• DESCRIPTION OF THE TASK: Please write back every entry exactly, character for character.

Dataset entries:

┄┄┄┄┄┄┄┄┄┄

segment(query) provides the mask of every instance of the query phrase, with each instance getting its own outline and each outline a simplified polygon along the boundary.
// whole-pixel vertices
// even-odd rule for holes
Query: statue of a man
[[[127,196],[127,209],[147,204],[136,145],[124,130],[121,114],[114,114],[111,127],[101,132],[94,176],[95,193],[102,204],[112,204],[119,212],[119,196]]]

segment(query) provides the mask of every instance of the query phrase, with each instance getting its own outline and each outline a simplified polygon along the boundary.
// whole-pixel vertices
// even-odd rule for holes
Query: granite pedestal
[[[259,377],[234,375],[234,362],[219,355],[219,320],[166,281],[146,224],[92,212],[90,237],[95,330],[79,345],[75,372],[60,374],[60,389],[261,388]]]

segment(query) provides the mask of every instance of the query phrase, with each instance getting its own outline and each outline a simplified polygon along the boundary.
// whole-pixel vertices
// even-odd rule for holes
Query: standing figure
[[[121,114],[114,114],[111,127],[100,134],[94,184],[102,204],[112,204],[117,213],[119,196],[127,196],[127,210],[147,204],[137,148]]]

┄┄┄┄┄┄┄┄┄┄

• EXERCISE RESULT:
segment(query) provides the mask of every instance of the query phrase, with each instance getting its own outline and each outline a simplified polygon along the boundary.
// whole-pixel vertices
// even-odd rule for holes
Query: statue of a man
[[[127,196],[127,209],[147,204],[136,145],[124,130],[121,114],[114,114],[111,127],[101,132],[94,176],[95,193],[102,204],[112,204],[119,212],[119,196]]]

segment(query) provides the mask of every instance of the query phrase, with each instance getting its own outline and each outline a simplified polygon along the boundary.
// whole-pixel vertices
// even-odd rule for holes
Query: granite pedestal
[[[259,377],[234,375],[234,362],[219,355],[219,320],[166,281],[146,224],[92,212],[90,237],[95,330],[79,345],[75,372],[60,374],[60,389],[261,388]]]

segment(query) provides the mask of every instance of the query phrase, with each instance getting its own outline and each outline a simplified polygon along the boundary.
// whole-pixel vertices
// even-odd rule for holes
Query: standing figure
[[[121,114],[114,114],[111,127],[100,134],[94,184],[102,204],[112,204],[117,213],[119,196],[127,196],[127,210],[147,204],[137,148]]]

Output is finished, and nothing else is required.